BEGIN Data provided

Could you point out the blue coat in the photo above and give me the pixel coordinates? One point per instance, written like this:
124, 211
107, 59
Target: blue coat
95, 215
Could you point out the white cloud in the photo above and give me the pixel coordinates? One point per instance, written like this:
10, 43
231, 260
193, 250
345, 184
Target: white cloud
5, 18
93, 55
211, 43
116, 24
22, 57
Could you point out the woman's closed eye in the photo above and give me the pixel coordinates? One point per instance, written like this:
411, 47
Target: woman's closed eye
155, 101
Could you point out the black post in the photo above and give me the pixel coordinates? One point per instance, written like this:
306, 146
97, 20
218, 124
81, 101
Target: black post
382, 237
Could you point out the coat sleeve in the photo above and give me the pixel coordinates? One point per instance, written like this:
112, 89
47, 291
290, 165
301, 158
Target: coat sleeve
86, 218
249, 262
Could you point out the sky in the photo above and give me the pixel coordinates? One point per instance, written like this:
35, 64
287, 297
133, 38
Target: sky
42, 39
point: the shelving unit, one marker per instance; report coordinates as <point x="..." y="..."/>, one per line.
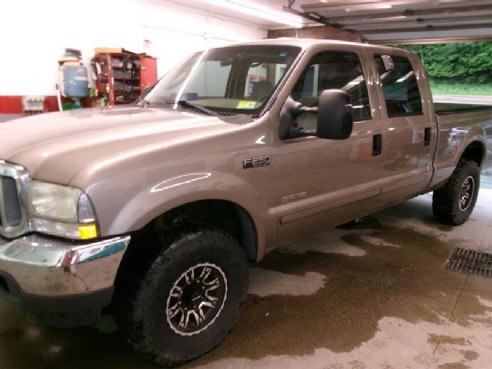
<point x="123" y="76"/>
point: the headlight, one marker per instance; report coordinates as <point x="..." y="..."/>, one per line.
<point x="61" y="210"/>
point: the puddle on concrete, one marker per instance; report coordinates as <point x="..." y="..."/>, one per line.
<point x="408" y="282"/>
<point x="370" y="297"/>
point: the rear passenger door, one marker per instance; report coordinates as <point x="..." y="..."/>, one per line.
<point x="407" y="137"/>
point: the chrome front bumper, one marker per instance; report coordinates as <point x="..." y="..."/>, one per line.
<point x="46" y="267"/>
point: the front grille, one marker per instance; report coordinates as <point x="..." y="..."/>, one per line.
<point x="11" y="203"/>
<point x="13" y="187"/>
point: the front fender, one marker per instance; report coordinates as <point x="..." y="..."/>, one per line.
<point x="135" y="206"/>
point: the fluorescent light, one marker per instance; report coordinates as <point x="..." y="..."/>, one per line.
<point x="259" y="11"/>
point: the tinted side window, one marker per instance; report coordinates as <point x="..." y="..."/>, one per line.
<point x="401" y="91"/>
<point x="334" y="70"/>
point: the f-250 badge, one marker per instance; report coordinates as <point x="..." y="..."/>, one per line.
<point x="259" y="161"/>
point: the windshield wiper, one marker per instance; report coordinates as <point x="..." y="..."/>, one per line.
<point x="142" y="102"/>
<point x="201" y="108"/>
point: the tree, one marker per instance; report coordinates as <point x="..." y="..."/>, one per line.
<point x="468" y="61"/>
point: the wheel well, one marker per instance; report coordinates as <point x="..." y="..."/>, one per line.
<point x="219" y="214"/>
<point x="475" y="152"/>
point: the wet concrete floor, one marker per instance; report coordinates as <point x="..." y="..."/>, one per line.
<point x="369" y="295"/>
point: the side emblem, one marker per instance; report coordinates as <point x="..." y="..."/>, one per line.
<point x="256" y="162"/>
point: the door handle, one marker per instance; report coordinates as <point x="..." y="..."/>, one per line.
<point x="377" y="144"/>
<point x="427" y="136"/>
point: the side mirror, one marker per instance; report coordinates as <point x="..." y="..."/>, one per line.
<point x="335" y="117"/>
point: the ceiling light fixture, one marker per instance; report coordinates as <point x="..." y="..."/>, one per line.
<point x="259" y="11"/>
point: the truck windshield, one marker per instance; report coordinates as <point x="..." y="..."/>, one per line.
<point x="225" y="81"/>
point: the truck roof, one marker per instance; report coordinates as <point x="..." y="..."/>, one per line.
<point x="309" y="42"/>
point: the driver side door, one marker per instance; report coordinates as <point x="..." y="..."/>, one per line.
<point x="322" y="182"/>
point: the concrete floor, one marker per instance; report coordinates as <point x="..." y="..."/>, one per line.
<point x="371" y="295"/>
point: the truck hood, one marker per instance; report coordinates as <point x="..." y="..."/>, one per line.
<point x="57" y="146"/>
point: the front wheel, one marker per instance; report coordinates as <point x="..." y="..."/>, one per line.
<point x="454" y="202"/>
<point x="188" y="300"/>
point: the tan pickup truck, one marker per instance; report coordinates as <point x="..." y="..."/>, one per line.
<point x="154" y="210"/>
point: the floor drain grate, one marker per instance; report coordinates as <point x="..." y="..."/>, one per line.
<point x="470" y="262"/>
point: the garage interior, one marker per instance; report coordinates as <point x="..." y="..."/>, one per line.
<point x="380" y="292"/>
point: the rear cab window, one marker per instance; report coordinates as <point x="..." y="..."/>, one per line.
<point x="400" y="88"/>
<point x="334" y="70"/>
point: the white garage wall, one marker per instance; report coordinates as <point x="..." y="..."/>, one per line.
<point x="34" y="34"/>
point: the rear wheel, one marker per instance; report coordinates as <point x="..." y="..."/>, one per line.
<point x="454" y="202"/>
<point x="188" y="299"/>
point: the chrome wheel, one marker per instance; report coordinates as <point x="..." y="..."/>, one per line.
<point x="466" y="193"/>
<point x="196" y="299"/>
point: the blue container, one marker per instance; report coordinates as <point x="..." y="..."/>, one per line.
<point x="75" y="81"/>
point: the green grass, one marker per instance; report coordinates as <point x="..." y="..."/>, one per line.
<point x="457" y="88"/>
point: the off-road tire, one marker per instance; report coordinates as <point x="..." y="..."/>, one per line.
<point x="454" y="202"/>
<point x="144" y="305"/>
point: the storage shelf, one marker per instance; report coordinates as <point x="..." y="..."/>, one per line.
<point x="112" y="81"/>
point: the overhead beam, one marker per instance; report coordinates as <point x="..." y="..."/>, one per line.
<point x="419" y="20"/>
<point x="434" y="40"/>
<point x="419" y="12"/>
<point x="429" y="28"/>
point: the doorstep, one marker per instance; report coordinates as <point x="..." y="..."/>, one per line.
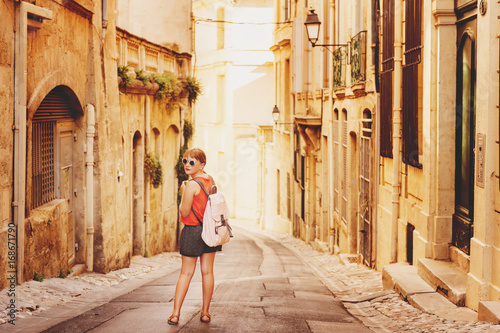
<point x="444" y="277"/>
<point x="405" y="280"/>
<point x="489" y="311"/>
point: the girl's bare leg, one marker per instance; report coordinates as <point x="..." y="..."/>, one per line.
<point x="187" y="272"/>
<point x="207" y="276"/>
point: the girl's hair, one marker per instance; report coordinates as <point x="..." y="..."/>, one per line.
<point x="196" y="153"/>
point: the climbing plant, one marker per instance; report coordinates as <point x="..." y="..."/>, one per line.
<point x="194" y="88"/>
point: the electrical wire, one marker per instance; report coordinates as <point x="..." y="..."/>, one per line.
<point x="199" y="19"/>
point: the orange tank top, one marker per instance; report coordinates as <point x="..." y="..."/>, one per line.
<point x="199" y="203"/>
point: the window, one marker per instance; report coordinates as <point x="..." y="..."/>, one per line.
<point x="386" y="78"/>
<point x="412" y="92"/>
<point x="286" y="10"/>
<point x="42" y="178"/>
<point x="344" y="166"/>
<point x="221" y="97"/>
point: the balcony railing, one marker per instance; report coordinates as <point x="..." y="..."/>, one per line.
<point x="358" y="58"/>
<point x="339" y="65"/>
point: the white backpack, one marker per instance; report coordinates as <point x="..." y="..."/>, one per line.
<point x="216" y="229"/>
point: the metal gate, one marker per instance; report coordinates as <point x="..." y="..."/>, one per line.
<point x="364" y="197"/>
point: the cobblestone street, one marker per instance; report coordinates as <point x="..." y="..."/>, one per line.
<point x="359" y="287"/>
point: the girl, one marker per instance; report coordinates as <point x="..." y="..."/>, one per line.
<point x="192" y="207"/>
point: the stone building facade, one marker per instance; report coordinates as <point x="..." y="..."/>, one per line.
<point x="395" y="128"/>
<point x="235" y="66"/>
<point x="74" y="143"/>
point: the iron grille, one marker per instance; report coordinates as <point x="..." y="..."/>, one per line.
<point x="339" y="64"/>
<point x="412" y="55"/>
<point x="43" y="189"/>
<point x="386" y="79"/>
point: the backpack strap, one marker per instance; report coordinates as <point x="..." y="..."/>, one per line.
<point x="204" y="190"/>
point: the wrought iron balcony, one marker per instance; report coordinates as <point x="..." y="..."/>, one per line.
<point x="339" y="65"/>
<point x="358" y="58"/>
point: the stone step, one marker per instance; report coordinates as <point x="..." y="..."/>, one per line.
<point x="444" y="277"/>
<point x="489" y="311"/>
<point x="405" y="280"/>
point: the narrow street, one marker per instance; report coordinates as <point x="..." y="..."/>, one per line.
<point x="261" y="286"/>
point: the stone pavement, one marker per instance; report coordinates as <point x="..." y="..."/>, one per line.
<point x="359" y="287"/>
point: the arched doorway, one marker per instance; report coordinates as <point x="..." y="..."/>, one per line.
<point x="463" y="218"/>
<point x="138" y="227"/>
<point x="365" y="207"/>
<point x="53" y="146"/>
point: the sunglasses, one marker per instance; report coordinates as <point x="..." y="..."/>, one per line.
<point x="191" y="162"/>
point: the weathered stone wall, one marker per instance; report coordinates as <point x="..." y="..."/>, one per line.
<point x="46" y="240"/>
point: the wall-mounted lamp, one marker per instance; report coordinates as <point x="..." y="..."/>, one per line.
<point x="313" y="24"/>
<point x="276" y="114"/>
<point x="276" y="117"/>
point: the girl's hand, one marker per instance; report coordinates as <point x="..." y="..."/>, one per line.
<point x="183" y="186"/>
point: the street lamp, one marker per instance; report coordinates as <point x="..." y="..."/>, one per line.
<point x="313" y="24"/>
<point x="276" y="114"/>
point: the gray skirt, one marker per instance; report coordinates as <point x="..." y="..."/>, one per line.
<point x="191" y="243"/>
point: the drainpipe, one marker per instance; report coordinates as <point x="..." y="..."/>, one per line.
<point x="396" y="184"/>
<point x="89" y="164"/>
<point x="147" y="186"/>
<point x="104" y="19"/>
<point x="20" y="94"/>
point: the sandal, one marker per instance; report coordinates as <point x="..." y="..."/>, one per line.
<point x="171" y="322"/>
<point x="207" y="320"/>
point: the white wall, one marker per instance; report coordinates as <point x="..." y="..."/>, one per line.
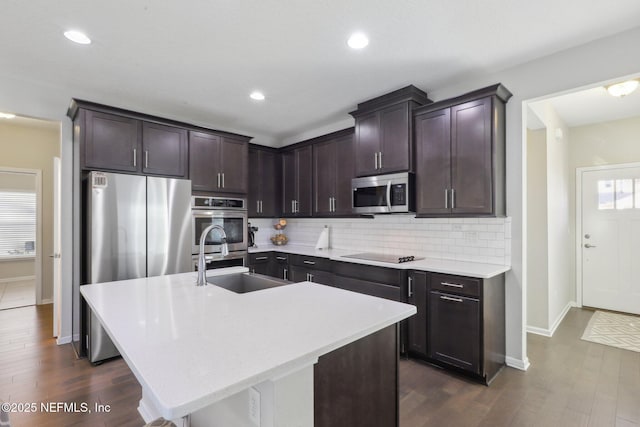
<point x="537" y="237"/>
<point x="581" y="66"/>
<point x="561" y="258"/>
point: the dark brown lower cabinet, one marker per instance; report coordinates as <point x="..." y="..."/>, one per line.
<point x="417" y="324"/>
<point x="357" y="385"/>
<point x="466" y="325"/>
<point x="454" y="322"/>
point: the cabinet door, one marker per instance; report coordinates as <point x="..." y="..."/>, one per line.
<point x="417" y="325"/>
<point x="255" y="182"/>
<point x="111" y="142"/>
<point x="304" y="165"/>
<point x="433" y="162"/>
<point x="395" y="139"/>
<point x="271" y="182"/>
<point x="204" y="158"/>
<point x="234" y="160"/>
<point x="472" y="156"/>
<point x="367" y="144"/>
<point x="454" y="330"/>
<point x="344" y="174"/>
<point x="164" y="150"/>
<point x="289" y="182"/>
<point x="324" y="177"/>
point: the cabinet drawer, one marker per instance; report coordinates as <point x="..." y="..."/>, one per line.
<point x="260" y="258"/>
<point x="312" y="263"/>
<point x="281" y="258"/>
<point x="368" y="288"/>
<point x="387" y="276"/>
<point x="455" y="284"/>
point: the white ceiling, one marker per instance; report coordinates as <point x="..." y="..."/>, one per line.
<point x="588" y="106"/>
<point x="197" y="60"/>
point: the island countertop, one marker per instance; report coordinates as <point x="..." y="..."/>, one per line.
<point x="192" y="346"/>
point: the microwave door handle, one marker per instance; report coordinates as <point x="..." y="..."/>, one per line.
<point x="389" y="195"/>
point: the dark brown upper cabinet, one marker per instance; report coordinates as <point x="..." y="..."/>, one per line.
<point x="297" y="181"/>
<point x="333" y="169"/>
<point x="124" y="144"/>
<point x="383" y="132"/>
<point x="265" y="178"/>
<point x="460" y="155"/>
<point x="111" y="141"/>
<point x="218" y="163"/>
<point x="164" y="150"/>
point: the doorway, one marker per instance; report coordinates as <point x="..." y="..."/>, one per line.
<point x="608" y="224"/>
<point x="20" y="236"/>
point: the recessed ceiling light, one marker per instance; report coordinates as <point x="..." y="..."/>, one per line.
<point x="258" y="96"/>
<point x="358" y="41"/>
<point x="77" y="36"/>
<point x="622" y="89"/>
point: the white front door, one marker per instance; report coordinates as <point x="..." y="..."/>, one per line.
<point x="610" y="239"/>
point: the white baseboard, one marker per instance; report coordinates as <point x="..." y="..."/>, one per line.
<point x="63" y="340"/>
<point x="558" y="321"/>
<point x="17" y="279"/>
<point x="512" y="362"/>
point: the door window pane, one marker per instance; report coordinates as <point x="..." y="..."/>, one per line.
<point x="605" y="194"/>
<point x="624" y="193"/>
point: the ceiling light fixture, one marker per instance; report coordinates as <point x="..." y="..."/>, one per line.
<point x="258" y="96"/>
<point x="358" y="41"/>
<point x="77" y="36"/>
<point x="622" y="89"/>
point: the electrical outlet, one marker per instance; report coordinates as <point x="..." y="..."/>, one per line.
<point x="254" y="406"/>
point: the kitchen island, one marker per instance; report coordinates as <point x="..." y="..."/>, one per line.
<point x="209" y="356"/>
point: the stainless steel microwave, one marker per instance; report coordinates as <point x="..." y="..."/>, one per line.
<point x="393" y="193"/>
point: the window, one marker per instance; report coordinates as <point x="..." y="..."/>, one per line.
<point x="17" y="224"/>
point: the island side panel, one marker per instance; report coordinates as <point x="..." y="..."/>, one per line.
<point x="357" y="385"/>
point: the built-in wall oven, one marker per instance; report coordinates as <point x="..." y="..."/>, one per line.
<point x="231" y="214"/>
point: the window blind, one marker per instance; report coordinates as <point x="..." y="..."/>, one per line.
<point x="17" y="223"/>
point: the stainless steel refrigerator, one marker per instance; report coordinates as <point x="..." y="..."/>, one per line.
<point x="136" y="226"/>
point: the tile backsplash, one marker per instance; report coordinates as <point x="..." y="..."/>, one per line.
<point x="485" y="240"/>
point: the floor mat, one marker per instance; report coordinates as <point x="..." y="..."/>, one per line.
<point x="616" y="330"/>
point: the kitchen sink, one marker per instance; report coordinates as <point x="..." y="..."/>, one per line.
<point x="241" y="283"/>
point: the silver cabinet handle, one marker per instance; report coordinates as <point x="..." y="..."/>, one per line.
<point x="451" y="299"/>
<point x="452" y="285"/>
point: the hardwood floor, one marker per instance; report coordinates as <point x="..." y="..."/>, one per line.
<point x="570" y="383"/>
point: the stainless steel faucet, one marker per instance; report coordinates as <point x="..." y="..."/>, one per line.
<point x="224" y="250"/>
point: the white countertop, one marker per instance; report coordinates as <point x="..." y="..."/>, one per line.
<point x="461" y="268"/>
<point x="191" y="346"/>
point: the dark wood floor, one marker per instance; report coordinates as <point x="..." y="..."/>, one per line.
<point x="570" y="383"/>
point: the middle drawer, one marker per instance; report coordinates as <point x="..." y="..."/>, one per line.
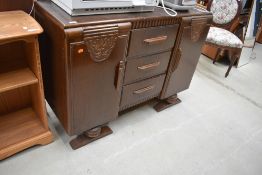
<point x="146" y="67"/>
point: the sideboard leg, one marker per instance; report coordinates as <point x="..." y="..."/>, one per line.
<point x="90" y="136"/>
<point x="164" y="104"/>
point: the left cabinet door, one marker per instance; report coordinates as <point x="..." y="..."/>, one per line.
<point x="96" y="72"/>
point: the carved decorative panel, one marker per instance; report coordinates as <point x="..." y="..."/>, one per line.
<point x="100" y="41"/>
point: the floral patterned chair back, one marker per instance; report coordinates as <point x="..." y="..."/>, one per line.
<point x="224" y="11"/>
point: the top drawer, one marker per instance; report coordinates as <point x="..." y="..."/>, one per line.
<point x="152" y="40"/>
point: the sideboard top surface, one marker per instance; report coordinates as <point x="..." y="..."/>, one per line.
<point x="67" y="21"/>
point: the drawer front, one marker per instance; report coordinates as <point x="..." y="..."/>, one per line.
<point x="146" y="67"/>
<point x="152" y="40"/>
<point x="142" y="91"/>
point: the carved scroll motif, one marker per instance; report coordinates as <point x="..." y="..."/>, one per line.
<point x="101" y="41"/>
<point x="198" y="26"/>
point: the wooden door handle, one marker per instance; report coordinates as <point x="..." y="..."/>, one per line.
<point x="149" y="66"/>
<point x="143" y="90"/>
<point x="156" y="40"/>
<point x="120" y="75"/>
<point x="177" y="59"/>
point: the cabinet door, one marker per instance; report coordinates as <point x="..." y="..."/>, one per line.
<point x="96" y="76"/>
<point x="186" y="54"/>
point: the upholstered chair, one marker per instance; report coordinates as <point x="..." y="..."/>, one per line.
<point x="224" y="14"/>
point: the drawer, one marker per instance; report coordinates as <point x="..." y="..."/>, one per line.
<point x="142" y="91"/>
<point x="146" y="67"/>
<point x="152" y="40"/>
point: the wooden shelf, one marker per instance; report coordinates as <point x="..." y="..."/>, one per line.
<point x="19" y="126"/>
<point x="15" y="79"/>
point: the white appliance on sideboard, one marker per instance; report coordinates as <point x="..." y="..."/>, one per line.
<point x="93" y="7"/>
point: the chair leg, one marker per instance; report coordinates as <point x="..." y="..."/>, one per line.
<point x="216" y="57"/>
<point x="232" y="62"/>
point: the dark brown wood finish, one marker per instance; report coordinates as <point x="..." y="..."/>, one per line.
<point x="96" y="66"/>
<point x="192" y="36"/>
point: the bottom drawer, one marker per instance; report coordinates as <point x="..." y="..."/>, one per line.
<point x="142" y="91"/>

END Data provided

● Task details
Return only the count of lines in the records that hold the word "photo".

● Result of the exercise
6